■ EXTRACT PROVIDED
# How Do You Pronounce Ollech And Wajs..?



## dawnkeeper (Nov 22, 2005)

Is is 'Ollek' and 'Vice' ?


----------



## Roy (Feb 23, 2003)

Yes it is.


----------



## Roger (May 17, 2003)

From my (very long time ago) A levels...

I would suggest Ollech and " Wasch"

But please bear in mind...I am a member of the BA Club

Roger


----------



## mach 0.0013137 (Jan 10, 2005)

There was a link sometime back on the forum to a site which gave the proper pronounciation of a number of watch companies, unfortunately I`ve lost it


----------



## nickk (Jul 20, 2005)

mach 0.0013137 said:


> There was a link sometime back on the forum to a site which gave the proper pronounciation of a number of watch companies, unfortunately I`ve lost it
> 
> 
> 
> ...


http://www.chronometrie.com/watchsounds/watchsoundspage.htm

has saved me many an embarrassment in the posh watch shops...


----------



## mach 0.0013137 (Jan 10, 2005)

nickk said:


> mach 0.0013137 said:
> 
> 
> > There was a link sometime back on the forum to a site which gave the proper pronounciation of a number of watch companies, unfortunately I`ve lost it
> ...


That`s the one, thanks Nick


----------



## dawnkeeper (Nov 22, 2005)

Great - thanks!


----------



## johnbaz (Jan 30, 2005)

ok, who's clicked on the rolex button on that website?-it's brill
















john


----------



## redmonaco (Nov 29, 2004)

I thought that Ollech was prounounced like Ollek but that you had to clear your throat whilst uttering the K...!?


----------



## jasonm (Nov 22, 2003)

johnbaz said:


> ok, who's clicked on the rolex button on that website?-it's brill
> 
> 
> 
> ...


----------



## Shaky (Dec 16, 2005)

dawnkeeper said:


> Is is 'Ollek' and 'Vice' ?
> 
> 
> 
> ...


Hi,

found this on the web, hope it helps...

http://www.chronometrie.com/watchsounds/watchsoundspage.htm

if the weblink doesn't work, press Ctrl and try again.

Dave


----------



## threean2 (Dec 31, 2005)

johnbaz said:


> ok, who's clicked on the rolex button on that website?-it's brill
> 
> 
> 
> ...


Good sense of humor ........ Clever....How's your volume, my speaker flipped off the desk....


----------



## PhilM (Nov 5, 2004)

threean2 said:


> johnbaz said:
> 
> 
> > ok, who's clicked on the rolex button on that website?-it's brill
> ...


Isn't that Neil from the young ones


----------



## Ricster (Jul 16, 2005)

johnbaz said:


> ok, who's clicked on the rolex button on that website?-it's brill
> 
> 
> 
> ...












Have you clicked on the Rado link?

WTF?


----------



## PhilM (Nov 5, 2004)

Ricster said:


> johnbaz said:
> 
> 
> > ok, who's clicked on the rolex button on that website?-it's brill
> ...


This is getting crazy


----------

■ TASKS AND EXERCISES
• a. Translate this sentence from the forum thread on pronouncing Ollech and Wajs into Spanish: "Have you clicked on the Rado link?"
• b. Answer these questions from the forum thread on pronouncing Ollech and Wajs:
(i) What pronunciations does the opening post propose for the two names?
(ii) What web address does nickk give?
(iii) Which button on that website does johnbaz ask about?
• c. State whether each claim agrees with the forum thread on pronouncing Ollech and Wajs, and quote the words that decide it:
(i) Roger bases the suggested pronunciation on A levels.
(ii) Shaky advises pressing Shift if the link fails.
(iii) Roy disagrees with the pronunciation proposed in the opening post.
Answer using only the thread above.

Stored items:
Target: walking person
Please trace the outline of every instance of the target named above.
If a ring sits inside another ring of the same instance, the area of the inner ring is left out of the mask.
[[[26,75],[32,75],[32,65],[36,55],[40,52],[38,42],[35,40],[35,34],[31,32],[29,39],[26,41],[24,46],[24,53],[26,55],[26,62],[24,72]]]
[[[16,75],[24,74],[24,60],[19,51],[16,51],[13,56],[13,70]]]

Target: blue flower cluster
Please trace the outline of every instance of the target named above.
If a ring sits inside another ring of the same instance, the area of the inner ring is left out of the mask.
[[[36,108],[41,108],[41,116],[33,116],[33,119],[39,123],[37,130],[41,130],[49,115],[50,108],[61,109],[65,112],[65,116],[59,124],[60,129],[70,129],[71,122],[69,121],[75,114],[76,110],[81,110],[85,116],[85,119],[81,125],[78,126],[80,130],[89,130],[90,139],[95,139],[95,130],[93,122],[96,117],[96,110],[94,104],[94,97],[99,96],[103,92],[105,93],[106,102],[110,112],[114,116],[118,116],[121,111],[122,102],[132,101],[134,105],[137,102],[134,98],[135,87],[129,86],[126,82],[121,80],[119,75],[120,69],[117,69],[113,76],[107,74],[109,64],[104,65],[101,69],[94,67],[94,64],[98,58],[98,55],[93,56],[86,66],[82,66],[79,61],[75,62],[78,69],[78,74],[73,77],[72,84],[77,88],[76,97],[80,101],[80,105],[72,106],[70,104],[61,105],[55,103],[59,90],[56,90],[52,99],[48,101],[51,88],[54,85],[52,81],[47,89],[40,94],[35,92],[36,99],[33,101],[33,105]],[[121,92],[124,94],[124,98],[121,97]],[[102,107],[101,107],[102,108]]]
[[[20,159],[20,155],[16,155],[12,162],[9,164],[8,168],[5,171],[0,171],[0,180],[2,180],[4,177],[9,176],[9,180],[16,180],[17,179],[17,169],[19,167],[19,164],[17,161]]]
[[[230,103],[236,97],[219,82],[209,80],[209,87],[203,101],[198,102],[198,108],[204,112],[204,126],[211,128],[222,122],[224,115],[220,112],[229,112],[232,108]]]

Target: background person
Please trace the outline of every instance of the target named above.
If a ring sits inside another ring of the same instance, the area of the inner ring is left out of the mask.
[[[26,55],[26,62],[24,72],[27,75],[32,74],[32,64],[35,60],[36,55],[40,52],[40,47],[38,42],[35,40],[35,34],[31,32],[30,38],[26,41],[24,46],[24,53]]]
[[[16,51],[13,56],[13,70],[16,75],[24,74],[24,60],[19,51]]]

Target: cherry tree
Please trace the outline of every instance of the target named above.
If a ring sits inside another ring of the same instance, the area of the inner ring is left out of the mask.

■ ANSWERS PER TASK
• a. ¿Has hecho clic en el enlace de Rado?

• b.
(i) 'Ollek' and 'Vice'
(ii) http://www.chronometrie.com/watchsounds/watchsoundspage.htm
(iii) The rolex button

• c.
(i) Yes: "From my (very long time ago) A levels..."
(ii) No: "if the weblink doesn't work, press Ctrl and try again."
(iii) No: "Yes it is."